Segment Open
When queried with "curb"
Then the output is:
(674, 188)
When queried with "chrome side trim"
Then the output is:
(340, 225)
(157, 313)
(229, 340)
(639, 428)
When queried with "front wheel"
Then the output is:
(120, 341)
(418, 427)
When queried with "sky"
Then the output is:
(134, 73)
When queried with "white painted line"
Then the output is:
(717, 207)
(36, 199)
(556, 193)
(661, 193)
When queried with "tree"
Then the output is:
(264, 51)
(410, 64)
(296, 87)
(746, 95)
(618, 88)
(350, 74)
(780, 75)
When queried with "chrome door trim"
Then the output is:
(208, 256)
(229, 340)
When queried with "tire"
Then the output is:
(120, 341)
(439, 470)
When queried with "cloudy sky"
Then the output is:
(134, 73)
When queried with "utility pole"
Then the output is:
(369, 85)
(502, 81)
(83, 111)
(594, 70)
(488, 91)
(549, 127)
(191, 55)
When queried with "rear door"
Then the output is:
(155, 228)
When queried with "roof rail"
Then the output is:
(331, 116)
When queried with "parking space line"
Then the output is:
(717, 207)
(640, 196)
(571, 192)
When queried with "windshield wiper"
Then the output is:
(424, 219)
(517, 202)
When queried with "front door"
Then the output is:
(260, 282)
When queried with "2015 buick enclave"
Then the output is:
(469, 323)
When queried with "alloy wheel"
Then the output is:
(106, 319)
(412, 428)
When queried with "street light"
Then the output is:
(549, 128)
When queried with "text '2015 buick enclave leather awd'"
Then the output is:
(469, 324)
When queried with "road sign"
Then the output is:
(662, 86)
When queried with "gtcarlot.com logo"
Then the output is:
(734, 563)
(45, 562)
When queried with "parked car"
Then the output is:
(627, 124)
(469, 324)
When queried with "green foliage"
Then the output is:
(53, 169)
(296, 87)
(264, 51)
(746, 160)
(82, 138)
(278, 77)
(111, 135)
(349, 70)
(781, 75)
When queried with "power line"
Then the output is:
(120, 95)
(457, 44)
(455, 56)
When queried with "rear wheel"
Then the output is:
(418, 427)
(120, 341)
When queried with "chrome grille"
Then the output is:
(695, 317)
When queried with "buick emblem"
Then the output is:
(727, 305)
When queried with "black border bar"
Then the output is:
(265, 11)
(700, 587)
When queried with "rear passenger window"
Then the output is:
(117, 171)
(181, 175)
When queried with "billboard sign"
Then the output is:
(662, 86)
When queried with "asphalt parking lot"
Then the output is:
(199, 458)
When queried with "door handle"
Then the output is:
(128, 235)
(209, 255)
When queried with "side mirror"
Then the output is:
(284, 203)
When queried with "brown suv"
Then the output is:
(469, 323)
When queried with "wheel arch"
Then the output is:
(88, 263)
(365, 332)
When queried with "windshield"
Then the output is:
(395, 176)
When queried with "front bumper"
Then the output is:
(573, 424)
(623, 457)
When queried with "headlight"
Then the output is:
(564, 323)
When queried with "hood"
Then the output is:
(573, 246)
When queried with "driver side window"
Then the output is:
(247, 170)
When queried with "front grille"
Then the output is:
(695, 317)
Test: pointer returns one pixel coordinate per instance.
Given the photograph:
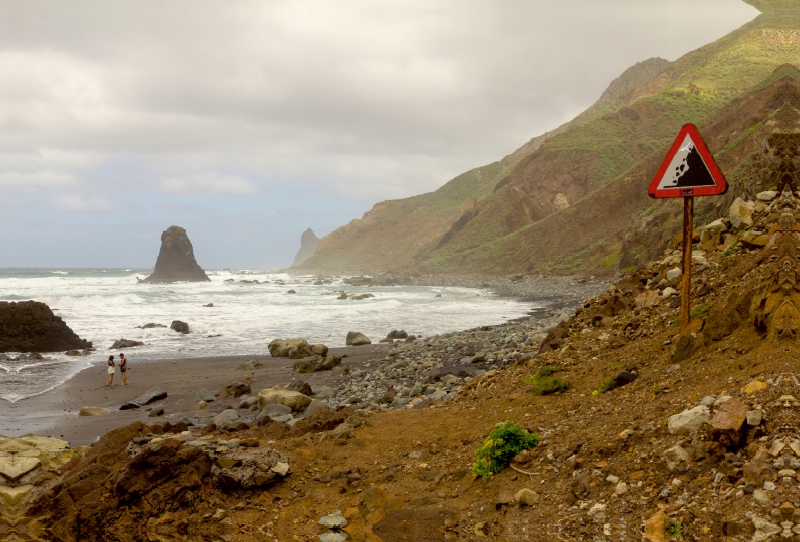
Segment Closed
WHAT TO DO
From the first line to the last, output the data exactly; skip any pictures.

OUTPUT
When queried with "curb"
Then the output is:
(674, 188)
When queried with "chrome side trim"
Then the output is:
(340, 225)
(157, 313)
(229, 340)
(639, 428)
When queried with "front wheel"
Then the output is:
(120, 341)
(418, 427)
When queried with "sky"
Then the output is:
(134, 73)
When queried with "white painted line"
Then the output is:
(717, 207)
(36, 199)
(556, 193)
(661, 193)
When queried with "tree"
Then the output is:
(264, 51)
(410, 64)
(296, 87)
(746, 95)
(618, 88)
(350, 74)
(780, 75)
When queried with "chrome door trim"
Then the output is:
(208, 256)
(229, 340)
When queried with "tire"
Then the output is:
(120, 341)
(439, 470)
When queried with "cloudy sky"
Then the output is:
(134, 73)
When queried with "utility pole"
Then the output is:
(369, 85)
(502, 81)
(83, 111)
(594, 70)
(488, 91)
(549, 127)
(191, 55)
When queried with "rear door"
Then the output is:
(155, 228)
When queried with "roof rail"
Then the output is:
(331, 116)
When queried with "parking space line"
Then the output is:
(717, 207)
(640, 196)
(571, 192)
When queried with "windshield wiper"
Then the output is:
(424, 219)
(517, 202)
When queried with "front door"
Then the output is:
(260, 282)
When queried with "2015 buick enclave"
Then the output is:
(469, 323)
When queried with "alloy wheel"
Then the output is:
(106, 319)
(412, 428)
When queried with "street light"
Then the output is:
(549, 128)
When queried with "text '2015 buick enclave leather awd'"
Then the output is:
(469, 324)
When queried with "road sign"
Then the output is:
(662, 86)
When queried with "gtcarlot.com logo"
Then the output is:
(734, 563)
(45, 562)
When queried with "parked car"
Then the output is:
(627, 124)
(469, 324)
When queried with "green foliage"
Then the output is:
(53, 169)
(296, 87)
(264, 51)
(746, 160)
(82, 138)
(278, 77)
(111, 135)
(349, 70)
(781, 75)
When queried with "power line"
Then the output is:
(120, 95)
(457, 44)
(455, 56)
When queried with "rear wheel"
Then the output is:
(418, 427)
(120, 341)
When queried with "chrome grille"
Then the output is:
(695, 317)
When queried with "buick emblem"
Then the output is:
(727, 305)
When queried with "black border bar"
Then the output is:
(265, 11)
(700, 587)
When queried with "rear passenger window"
Then the output is:
(117, 171)
(181, 175)
When queried with "billboard sign"
Then the output is:
(662, 86)
When queried with "asphalt parking lot"
Then the output is:
(199, 458)
When queried with "door handle"
Then the output is:
(128, 235)
(209, 255)
When queried with "side mirror"
Then the output is:
(284, 203)
When queried with "brown suv"
Then the output is:
(469, 323)
When queried with "wheel arch"
Then the output is:
(88, 263)
(365, 332)
When queried with "windshield"
Then the output is:
(395, 176)
When queried with "front bumper"
Then the output is:
(573, 424)
(623, 457)
When queried with "headlight"
Then the output is:
(564, 323)
When queried with "hood"
Then the output is:
(573, 246)
When queried with "driver side window"
Then the output is:
(247, 170)
When queried with "front grille"
Then the output is:
(695, 317)
Test: pointer returns one pixel coordinate per instance.
Given the photograph:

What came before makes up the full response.